- _WORK REQUIRED_
In the Auckland Arts Festival passage below, what makes this year's festival "no different"? Answer in one to three sentences.

- _PASSAGE TO READ_
Auckland Arts Festival

7 - 24 March 2024 

Photographs/Words by Nicholas Lindstrom 

 

Te Ahurei Toi o Tāmaki Auckland Arts Festival is a rich celebration of our dynamic, diverse and expanding city through arts and culture. Since 1948, the Auckland Arts Festival has been introducing Aucklanders and visitors to new, once-in-a-lifetime performances, art works and ideas. This year’s festival was no different, with 60+ events happening across Tāmaki Makaurau between 7 - 24 March 2024. We sent bGig Reviewer Nicholas Lindstrom along to three Auckland Arts Festival shows. Below are his reviews of Angélique Kidjo, Afrique en Cirque and A Very Old Man With Enormous Wings: 

Angélique Kidjo (Benin/France): 9 March 2024

It had been a gloomy overcast afternoon in Auckland. Overtly dressed P!nk fans had earlier provided streaks of colour that contrasted against the drab grey of Queen Street. As the afternoon faded into night, the glow of city lights foreshadowed the vibrant colours that were set to accompany the uncompromisingly exuberant performance of African Pop Diva Angélique Kidjo.

- _PROVIDED DATA_

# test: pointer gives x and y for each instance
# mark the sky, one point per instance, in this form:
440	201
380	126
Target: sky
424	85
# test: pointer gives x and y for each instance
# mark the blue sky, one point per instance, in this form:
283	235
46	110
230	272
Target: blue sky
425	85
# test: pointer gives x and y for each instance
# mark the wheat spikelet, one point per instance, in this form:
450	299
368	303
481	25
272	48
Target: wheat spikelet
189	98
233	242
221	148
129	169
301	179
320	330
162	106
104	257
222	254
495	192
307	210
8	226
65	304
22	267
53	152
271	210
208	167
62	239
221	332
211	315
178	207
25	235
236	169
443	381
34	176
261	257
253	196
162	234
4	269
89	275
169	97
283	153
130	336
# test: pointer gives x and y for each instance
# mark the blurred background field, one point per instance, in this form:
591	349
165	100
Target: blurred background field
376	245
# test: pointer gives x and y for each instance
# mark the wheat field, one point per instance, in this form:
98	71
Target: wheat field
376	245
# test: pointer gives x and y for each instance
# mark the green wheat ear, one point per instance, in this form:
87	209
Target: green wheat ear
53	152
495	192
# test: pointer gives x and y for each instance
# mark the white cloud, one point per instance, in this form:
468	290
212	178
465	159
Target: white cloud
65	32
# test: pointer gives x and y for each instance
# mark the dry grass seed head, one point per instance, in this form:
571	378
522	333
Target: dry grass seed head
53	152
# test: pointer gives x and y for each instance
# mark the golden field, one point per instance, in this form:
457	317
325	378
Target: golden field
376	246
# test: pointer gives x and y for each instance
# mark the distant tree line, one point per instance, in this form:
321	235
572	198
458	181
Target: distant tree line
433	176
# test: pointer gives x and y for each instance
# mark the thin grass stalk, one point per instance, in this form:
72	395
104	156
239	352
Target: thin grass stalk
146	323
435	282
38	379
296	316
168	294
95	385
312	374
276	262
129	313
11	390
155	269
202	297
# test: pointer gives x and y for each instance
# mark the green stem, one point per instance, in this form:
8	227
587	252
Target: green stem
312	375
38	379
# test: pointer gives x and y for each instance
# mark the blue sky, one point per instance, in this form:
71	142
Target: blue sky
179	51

- _RESPONSE BELOW_
Since 1948, the festival has introduced Aucklanders and visitors to new, once-in-a-lifetime performances, art works and ideas. The 2024 festival did the same, with more than 60 events across Tāmaki Makaurau between 7 and 24 March 2024.